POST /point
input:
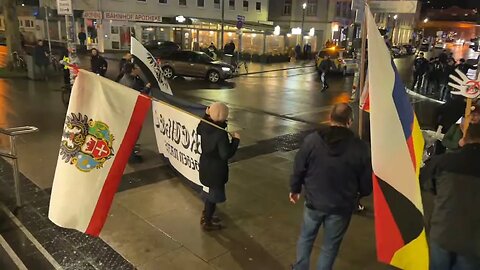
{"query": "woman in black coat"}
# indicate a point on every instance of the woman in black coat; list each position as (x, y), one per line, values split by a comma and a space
(217, 149)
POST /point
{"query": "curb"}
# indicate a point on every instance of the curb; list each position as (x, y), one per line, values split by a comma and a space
(274, 70)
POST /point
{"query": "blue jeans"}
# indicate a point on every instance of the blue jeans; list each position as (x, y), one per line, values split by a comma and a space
(334, 226)
(441, 259)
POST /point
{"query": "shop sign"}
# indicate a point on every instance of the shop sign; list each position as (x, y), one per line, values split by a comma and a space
(118, 16)
(92, 14)
(64, 7)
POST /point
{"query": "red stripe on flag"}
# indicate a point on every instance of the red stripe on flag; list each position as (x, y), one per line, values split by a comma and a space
(110, 187)
(388, 236)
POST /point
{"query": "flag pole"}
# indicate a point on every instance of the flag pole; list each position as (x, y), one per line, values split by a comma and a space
(362, 70)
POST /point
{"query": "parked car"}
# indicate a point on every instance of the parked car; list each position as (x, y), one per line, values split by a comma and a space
(398, 51)
(410, 49)
(161, 49)
(424, 47)
(195, 64)
(440, 45)
(344, 63)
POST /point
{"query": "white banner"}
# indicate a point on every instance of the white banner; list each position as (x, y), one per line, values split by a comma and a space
(177, 139)
(139, 51)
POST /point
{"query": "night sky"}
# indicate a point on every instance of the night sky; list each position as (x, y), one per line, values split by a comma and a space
(449, 3)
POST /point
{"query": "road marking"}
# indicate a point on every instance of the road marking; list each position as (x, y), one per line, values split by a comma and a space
(12, 254)
(30, 237)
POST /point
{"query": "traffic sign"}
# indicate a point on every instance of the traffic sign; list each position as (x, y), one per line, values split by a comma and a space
(64, 7)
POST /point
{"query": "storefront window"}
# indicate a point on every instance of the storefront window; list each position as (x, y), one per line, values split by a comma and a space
(150, 33)
(252, 43)
(205, 38)
(275, 44)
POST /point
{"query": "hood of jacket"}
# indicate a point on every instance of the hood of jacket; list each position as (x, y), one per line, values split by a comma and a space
(335, 139)
(208, 131)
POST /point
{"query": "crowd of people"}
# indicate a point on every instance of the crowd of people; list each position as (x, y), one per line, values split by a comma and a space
(431, 76)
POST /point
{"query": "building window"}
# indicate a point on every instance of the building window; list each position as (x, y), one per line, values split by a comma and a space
(287, 8)
(312, 8)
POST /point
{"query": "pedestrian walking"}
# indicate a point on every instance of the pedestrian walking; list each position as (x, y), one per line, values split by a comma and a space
(82, 37)
(41, 59)
(323, 69)
(132, 79)
(454, 179)
(127, 58)
(452, 138)
(217, 149)
(420, 67)
(333, 167)
(98, 64)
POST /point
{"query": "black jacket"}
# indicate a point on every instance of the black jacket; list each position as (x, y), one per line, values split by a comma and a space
(421, 65)
(135, 82)
(454, 178)
(335, 168)
(98, 64)
(216, 151)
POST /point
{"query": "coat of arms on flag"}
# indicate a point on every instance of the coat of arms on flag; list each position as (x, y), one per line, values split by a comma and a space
(87, 144)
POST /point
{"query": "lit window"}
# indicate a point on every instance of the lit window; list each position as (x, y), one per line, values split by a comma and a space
(258, 6)
(245, 5)
(287, 8)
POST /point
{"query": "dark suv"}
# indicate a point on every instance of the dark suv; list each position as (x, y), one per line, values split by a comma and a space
(195, 64)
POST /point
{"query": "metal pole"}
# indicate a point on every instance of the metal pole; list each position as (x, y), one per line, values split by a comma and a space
(222, 41)
(362, 72)
(48, 30)
(303, 23)
(16, 177)
(66, 29)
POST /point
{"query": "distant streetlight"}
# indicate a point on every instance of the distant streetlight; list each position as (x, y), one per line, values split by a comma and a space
(303, 19)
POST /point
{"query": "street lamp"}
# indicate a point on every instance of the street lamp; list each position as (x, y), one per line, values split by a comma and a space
(304, 6)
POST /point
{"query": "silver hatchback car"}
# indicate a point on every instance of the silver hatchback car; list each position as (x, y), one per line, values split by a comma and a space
(196, 64)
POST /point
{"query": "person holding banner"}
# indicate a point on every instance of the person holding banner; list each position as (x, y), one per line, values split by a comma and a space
(217, 149)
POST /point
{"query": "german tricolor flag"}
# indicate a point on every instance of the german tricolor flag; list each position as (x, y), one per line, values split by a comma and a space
(397, 147)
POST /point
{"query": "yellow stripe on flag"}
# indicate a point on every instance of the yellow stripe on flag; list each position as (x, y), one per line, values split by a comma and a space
(414, 255)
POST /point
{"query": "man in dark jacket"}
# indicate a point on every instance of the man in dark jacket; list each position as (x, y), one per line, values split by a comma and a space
(420, 67)
(127, 58)
(41, 59)
(98, 64)
(333, 167)
(217, 149)
(454, 179)
(323, 69)
(464, 67)
(132, 79)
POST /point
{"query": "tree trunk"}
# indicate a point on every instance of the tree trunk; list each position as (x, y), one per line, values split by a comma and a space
(12, 32)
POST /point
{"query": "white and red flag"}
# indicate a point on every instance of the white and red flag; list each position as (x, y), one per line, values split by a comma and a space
(102, 125)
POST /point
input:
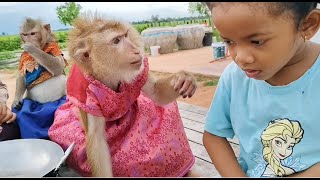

○ ○ ○

### Exercise
Gather every line of the records that contains the word "pole" and copy each one out. Case counts when matching.

### Solution to the exercise
{"query": "flag pole"}
# indicate a point on every instance of the flag pole; list each position as (x, y), one per line, values split by a comma and a space
{"query": "metal pole"}
# indicate a point on every instance of the metal pole; list each position as (x, y), one per line, values split by a comma and a space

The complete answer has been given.